CHALLENGE → Reproduce each line exactly, including spacing and punctuation.
— start —
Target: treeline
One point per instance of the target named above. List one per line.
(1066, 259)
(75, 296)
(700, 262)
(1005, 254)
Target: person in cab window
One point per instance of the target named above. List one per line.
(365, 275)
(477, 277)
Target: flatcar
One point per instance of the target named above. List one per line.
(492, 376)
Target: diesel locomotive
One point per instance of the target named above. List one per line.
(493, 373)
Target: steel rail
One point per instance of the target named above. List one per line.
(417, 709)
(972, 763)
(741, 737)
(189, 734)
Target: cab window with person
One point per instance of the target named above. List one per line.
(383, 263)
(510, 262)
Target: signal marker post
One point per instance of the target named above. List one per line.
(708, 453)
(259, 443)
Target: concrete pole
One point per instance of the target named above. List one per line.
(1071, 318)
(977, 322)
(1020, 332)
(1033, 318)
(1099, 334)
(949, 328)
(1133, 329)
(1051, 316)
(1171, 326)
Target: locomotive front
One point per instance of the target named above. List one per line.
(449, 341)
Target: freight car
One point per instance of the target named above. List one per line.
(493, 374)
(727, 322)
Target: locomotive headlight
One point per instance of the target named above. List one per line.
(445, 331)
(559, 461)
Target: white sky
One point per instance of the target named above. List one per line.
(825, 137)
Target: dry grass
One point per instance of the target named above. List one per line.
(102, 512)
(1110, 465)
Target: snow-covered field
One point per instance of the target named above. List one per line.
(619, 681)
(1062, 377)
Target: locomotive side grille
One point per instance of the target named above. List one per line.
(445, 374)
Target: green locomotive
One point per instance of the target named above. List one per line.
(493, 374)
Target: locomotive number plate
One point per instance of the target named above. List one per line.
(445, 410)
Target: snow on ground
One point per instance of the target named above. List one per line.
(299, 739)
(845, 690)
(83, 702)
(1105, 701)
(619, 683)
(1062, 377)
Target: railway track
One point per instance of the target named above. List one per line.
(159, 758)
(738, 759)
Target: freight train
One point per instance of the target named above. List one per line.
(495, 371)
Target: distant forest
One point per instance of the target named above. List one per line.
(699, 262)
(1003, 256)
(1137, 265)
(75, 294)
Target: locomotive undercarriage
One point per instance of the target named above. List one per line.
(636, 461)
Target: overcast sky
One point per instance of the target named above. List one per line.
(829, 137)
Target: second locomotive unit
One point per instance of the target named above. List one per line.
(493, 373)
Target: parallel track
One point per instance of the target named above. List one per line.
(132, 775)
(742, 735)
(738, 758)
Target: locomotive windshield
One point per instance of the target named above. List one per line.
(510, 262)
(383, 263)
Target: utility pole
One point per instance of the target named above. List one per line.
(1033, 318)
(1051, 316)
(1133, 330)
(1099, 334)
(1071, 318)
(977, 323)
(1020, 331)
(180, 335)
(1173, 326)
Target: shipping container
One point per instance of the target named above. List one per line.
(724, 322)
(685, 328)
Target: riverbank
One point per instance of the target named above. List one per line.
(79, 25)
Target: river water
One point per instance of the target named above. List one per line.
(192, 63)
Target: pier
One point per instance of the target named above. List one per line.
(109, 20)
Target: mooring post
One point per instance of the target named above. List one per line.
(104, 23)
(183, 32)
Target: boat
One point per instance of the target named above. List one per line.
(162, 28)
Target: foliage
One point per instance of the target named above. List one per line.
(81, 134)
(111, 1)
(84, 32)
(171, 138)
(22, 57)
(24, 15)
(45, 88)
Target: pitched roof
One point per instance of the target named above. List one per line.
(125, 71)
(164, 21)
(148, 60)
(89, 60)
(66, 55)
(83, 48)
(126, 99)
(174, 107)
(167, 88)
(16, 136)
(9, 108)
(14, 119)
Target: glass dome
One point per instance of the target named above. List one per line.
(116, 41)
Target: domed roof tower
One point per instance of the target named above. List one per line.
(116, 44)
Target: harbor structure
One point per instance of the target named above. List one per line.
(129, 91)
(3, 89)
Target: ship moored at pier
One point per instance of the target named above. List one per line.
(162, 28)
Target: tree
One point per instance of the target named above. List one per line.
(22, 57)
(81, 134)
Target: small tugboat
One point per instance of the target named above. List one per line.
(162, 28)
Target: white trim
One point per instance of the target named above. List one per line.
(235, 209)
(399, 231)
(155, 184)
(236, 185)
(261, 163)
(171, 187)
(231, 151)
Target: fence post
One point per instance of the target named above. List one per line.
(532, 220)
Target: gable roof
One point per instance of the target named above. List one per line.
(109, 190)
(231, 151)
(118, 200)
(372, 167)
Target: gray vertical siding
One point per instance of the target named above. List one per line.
— end —
CORRECT RESPONSE →
Target: treeline
One point per instance of the target named above. List one per line.
(1066, 259)
(75, 296)
(700, 262)
(1005, 254)
Target: person in cab window
One point per instance of the target named above. List one per line.
(365, 275)
(477, 277)
Target: flatcar
One point per instance of the target named above. List one per line.
(492, 376)
Target: diesel locomotive
One point per instance of the target named above. List one per line.
(493, 373)
Target: steel rail
One point per instance of the target named above. List one per line.
(417, 709)
(972, 763)
(741, 737)
(189, 734)
Target: cab window with person
One point per instance of the target named above. List one per line.
(383, 263)
(510, 262)
Target: signal marker post
One point per instance of the target named above. List one per line.
(708, 453)
(259, 443)
Target: concrete pole
One point per instance of the target named above. List one per line.
(1071, 318)
(977, 322)
(1020, 332)
(1033, 318)
(1099, 334)
(949, 328)
(1133, 329)
(1051, 316)
(1171, 326)
Target: locomotive front
One point per instance of the target named above. List one per line.
(449, 341)
Target: freight car
One point per instance of the target named above. List one per line.
(493, 374)
(727, 322)
Target: locomotive headlight
One point per instance of the target named above. List one per line.
(445, 331)
(559, 461)
Target: white sky
One point per instance of the target named above. List one per line.
(825, 137)
Target: dry grass
One point per instance of the target named above. List one per line.
(102, 512)
(1110, 465)
Target: snow-covered field
One point per instance of the target named above. List one per line.
(619, 681)
(1062, 377)
Target: locomotive side grille
One point per instance of the target named above. List one per line.
(445, 374)
Target: green locomotive
One point per instance of the target named above. List one per line.
(493, 374)
Target: locomotive number plate
One point per instance of the target named above. List one per line.
(445, 410)
Target: snow on ground
One point per instance of the target named above. List one per line.
(299, 739)
(845, 690)
(83, 702)
(1105, 701)
(619, 683)
(1062, 377)
Target: railway track
One point per instance of the target named above. List one per line.
(159, 758)
(738, 759)
Target: freight train
One point per instance of the target named above. List one per line.
(495, 371)
Target: distant forest
One point per instance of the target named above. List one per line.
(699, 262)
(1003, 256)
(1137, 265)
(75, 294)
Target: locomotive undercarriage
One point per instance of the target named above. List one per line.
(636, 461)
Target: overcast sky
One point per instance of the target named above. List one per line.
(829, 137)
Target: second locomotive unit
One point per instance of the target named above. List one per line.
(493, 373)
Target: parallel track
One point per instance of the target named above. List one per line.
(132, 775)
(742, 735)
(738, 758)
Target: locomotive windshield
One point per instance of the target named above. List one per line.
(510, 262)
(383, 263)
Target: utility pole
One point per instance of the target named above. List one per line.
(1033, 318)
(1051, 316)
(1133, 330)
(1099, 334)
(1071, 318)
(977, 323)
(1020, 331)
(180, 335)
(1173, 326)
Target: shipping container
One point per instance of the target named above. List one per line.
(724, 322)
(685, 328)
Target: riverbank
One point per instance of the target named above. List one per line.
(79, 25)
Target: river water
One point per instance of the target named above. List one per line.
(192, 63)
Target: pier
One point per instance of the target named above. List one per line.
(109, 20)
Target: mooring post
One point per instance of the target named above. List one per line.
(104, 23)
(183, 32)
Target: boat
One point per instance of the target named above. List one per line.
(162, 28)
Target: foliage
One point per instance of the target named above. List one per line.
(81, 134)
(111, 1)
(84, 32)
(171, 138)
(22, 57)
(24, 15)
(45, 88)
Target: pitched roof
One point per instance of the target named above. List one per line.
(125, 71)
(164, 21)
(148, 60)
(89, 60)
(66, 55)
(83, 48)
(126, 99)
(174, 107)
(167, 88)
(16, 136)
(9, 108)
(14, 119)
Target: glass dome
One point per instance of the target named above. List one per line.
(116, 41)
Target: domed roof tower
One point per instance of the target named above. List one per line.
(116, 44)
Target: harbor structure
One point per instance of the target named above. List one per line.
(129, 91)
(3, 89)
Target: ship moored at pier
One point per instance of the target named above. List one per line.
(162, 28)
Target: tree
One point per instance of the target named above. List one per line.
(22, 57)
(81, 134)
Target: small tugboat
One point per instance of the target named above. List one per line.
(162, 28)
Target: white trim
One point per instance of the target named above. List one per line.
(235, 209)
(399, 231)
(155, 184)
(236, 185)
(261, 163)
(171, 187)
(231, 151)
Target: fence post
One point per instance of the target named above. List one per line.
(532, 220)
Target: gable roof
One point per instance of the target named above. List one per line.
(109, 190)
(231, 151)
(118, 200)
(372, 167)
Target: gray vertical siding
One point per instance of the target named above. List one per line.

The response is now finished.